WHAT YOU HAVE TO DO =
Reproduce the records word for word from their start through the line containing "point(211, 164)", with both ends included. Leave the pictures out of your answer.

THE DATA =
'''
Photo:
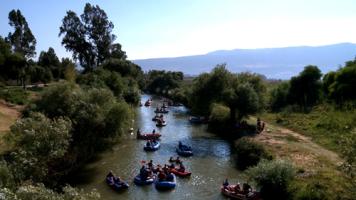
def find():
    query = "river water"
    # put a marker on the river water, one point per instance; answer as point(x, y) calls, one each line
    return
point(211, 164)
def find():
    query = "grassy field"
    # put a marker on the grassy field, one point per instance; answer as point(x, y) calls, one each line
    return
point(312, 142)
point(324, 125)
point(8, 115)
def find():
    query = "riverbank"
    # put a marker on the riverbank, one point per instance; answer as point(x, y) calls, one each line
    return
point(318, 168)
point(8, 115)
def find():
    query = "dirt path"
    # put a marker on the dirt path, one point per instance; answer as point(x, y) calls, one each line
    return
point(300, 149)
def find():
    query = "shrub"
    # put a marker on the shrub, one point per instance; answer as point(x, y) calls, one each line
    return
point(310, 191)
point(14, 95)
point(96, 115)
point(249, 153)
point(273, 177)
point(219, 118)
point(40, 192)
point(38, 141)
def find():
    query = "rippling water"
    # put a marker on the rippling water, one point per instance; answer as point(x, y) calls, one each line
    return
point(211, 163)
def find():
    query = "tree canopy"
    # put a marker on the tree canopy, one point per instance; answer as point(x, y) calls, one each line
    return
point(89, 37)
point(22, 39)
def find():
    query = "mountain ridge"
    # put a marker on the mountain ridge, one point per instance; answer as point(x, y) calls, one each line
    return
point(276, 63)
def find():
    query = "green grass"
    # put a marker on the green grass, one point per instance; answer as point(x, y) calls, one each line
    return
point(324, 125)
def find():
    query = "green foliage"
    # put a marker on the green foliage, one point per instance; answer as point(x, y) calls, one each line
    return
point(91, 111)
point(40, 192)
point(310, 191)
point(242, 93)
point(249, 153)
point(279, 96)
point(6, 177)
point(122, 88)
point(14, 95)
point(22, 40)
point(273, 177)
point(50, 62)
point(89, 37)
point(348, 148)
point(340, 84)
point(38, 141)
point(219, 118)
point(305, 89)
point(124, 67)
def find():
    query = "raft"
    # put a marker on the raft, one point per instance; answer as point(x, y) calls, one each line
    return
point(161, 124)
point(165, 185)
point(181, 174)
point(184, 151)
point(149, 136)
point(240, 196)
point(138, 181)
point(117, 186)
point(162, 111)
point(155, 118)
point(155, 146)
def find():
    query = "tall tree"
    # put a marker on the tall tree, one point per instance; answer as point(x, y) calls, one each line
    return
point(50, 61)
point(89, 37)
point(22, 39)
point(305, 89)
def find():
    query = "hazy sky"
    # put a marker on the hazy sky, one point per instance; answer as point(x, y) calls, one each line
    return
point(169, 28)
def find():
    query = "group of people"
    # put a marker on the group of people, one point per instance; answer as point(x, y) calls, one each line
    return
point(163, 173)
point(150, 143)
point(162, 109)
point(246, 188)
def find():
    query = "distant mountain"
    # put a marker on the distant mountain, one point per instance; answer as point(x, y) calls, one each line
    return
point(278, 63)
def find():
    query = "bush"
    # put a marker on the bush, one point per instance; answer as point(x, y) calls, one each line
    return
point(273, 177)
point(310, 191)
point(249, 153)
point(6, 178)
point(40, 192)
point(38, 141)
point(219, 118)
point(96, 114)
point(14, 95)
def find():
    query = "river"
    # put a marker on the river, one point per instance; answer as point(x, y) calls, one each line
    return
point(211, 163)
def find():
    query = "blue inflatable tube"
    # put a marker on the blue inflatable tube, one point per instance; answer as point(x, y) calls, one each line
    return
point(166, 185)
point(139, 181)
point(155, 146)
point(117, 186)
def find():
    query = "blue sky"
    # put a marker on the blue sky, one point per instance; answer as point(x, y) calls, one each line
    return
point(157, 28)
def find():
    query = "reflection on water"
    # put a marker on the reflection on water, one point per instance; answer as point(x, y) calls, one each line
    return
point(211, 163)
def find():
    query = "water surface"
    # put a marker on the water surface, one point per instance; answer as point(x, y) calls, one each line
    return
point(211, 163)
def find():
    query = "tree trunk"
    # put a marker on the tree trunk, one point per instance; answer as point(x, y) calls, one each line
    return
point(232, 116)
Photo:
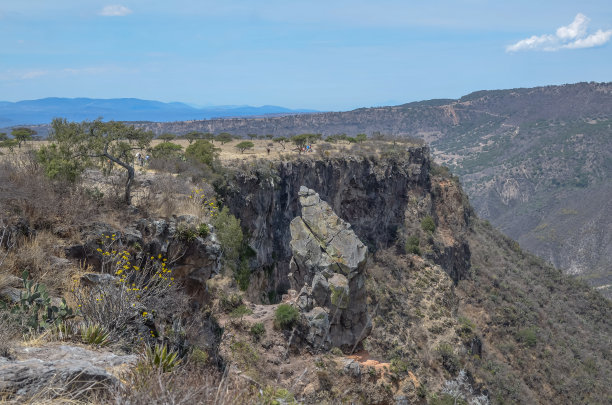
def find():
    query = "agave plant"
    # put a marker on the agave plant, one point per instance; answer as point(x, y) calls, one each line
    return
point(159, 357)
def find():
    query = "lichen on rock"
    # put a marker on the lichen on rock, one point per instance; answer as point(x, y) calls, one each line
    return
point(328, 266)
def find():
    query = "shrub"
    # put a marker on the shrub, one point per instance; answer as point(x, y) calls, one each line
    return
point(58, 164)
point(245, 145)
point(244, 354)
point(412, 245)
point(528, 337)
point(34, 312)
point(449, 360)
point(202, 151)
point(160, 358)
point(240, 312)
point(203, 230)
point(144, 288)
point(199, 356)
point(243, 275)
point(285, 316)
point(166, 150)
point(229, 233)
point(336, 351)
point(258, 330)
point(428, 225)
point(186, 233)
point(231, 302)
point(94, 334)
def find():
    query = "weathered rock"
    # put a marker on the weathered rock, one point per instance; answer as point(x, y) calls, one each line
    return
point(193, 261)
point(329, 262)
point(59, 370)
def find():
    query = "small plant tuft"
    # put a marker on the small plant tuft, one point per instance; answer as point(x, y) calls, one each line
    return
point(428, 224)
point(160, 358)
point(258, 330)
point(285, 316)
point(94, 334)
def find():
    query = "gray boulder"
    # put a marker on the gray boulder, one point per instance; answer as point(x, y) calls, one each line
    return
point(327, 267)
point(59, 371)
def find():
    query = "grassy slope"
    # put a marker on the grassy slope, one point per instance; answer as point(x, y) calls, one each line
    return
point(546, 336)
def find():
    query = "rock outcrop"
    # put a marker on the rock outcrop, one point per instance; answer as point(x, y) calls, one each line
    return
point(371, 193)
point(193, 261)
point(328, 268)
point(59, 370)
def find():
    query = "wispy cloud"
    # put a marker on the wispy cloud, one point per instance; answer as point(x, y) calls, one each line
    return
point(573, 36)
point(31, 74)
point(115, 10)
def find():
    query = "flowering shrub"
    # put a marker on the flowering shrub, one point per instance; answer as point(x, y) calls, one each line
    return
point(143, 287)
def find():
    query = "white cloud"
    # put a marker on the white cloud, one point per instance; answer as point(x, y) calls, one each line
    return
point(115, 10)
point(573, 36)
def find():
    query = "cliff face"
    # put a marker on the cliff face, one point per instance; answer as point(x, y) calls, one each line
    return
point(377, 196)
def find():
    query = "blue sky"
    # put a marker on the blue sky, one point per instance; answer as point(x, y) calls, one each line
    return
point(325, 55)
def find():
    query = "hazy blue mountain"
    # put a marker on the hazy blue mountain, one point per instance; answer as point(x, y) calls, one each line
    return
point(121, 109)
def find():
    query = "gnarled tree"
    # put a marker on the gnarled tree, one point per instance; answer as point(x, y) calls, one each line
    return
point(89, 142)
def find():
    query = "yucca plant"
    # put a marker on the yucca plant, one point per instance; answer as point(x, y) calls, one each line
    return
point(159, 357)
point(94, 334)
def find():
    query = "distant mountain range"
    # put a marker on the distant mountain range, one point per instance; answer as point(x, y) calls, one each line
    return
point(535, 162)
point(42, 111)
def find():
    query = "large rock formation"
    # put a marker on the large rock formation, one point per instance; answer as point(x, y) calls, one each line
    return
point(194, 260)
point(376, 195)
point(327, 267)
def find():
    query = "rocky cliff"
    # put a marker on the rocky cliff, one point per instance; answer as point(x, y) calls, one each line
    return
point(377, 196)
point(328, 268)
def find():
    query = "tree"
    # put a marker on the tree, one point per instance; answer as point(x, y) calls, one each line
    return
point(22, 134)
point(282, 141)
point(87, 141)
point(209, 137)
point(166, 150)
point(242, 146)
point(300, 141)
point(202, 151)
point(8, 143)
point(167, 137)
point(193, 136)
point(224, 138)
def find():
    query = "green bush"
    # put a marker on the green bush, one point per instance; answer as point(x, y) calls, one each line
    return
point(231, 302)
point(203, 230)
point(186, 233)
point(240, 312)
point(449, 359)
point(428, 224)
point(166, 150)
point(258, 330)
point(229, 233)
point(243, 275)
point(94, 334)
point(202, 151)
point(160, 358)
point(528, 337)
point(34, 312)
point(412, 245)
point(244, 145)
point(57, 163)
point(285, 316)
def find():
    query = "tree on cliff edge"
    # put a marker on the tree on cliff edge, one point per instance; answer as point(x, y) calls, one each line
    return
point(78, 145)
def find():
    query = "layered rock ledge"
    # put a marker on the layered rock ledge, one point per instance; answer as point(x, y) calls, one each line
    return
point(328, 270)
'''
REPLY TO THE TASK =
Photo:
def find():
    query = "river water"
    # put a marker on the river water, one point per instance; answer as point(x, y) calls, one each line
    return
point(211, 164)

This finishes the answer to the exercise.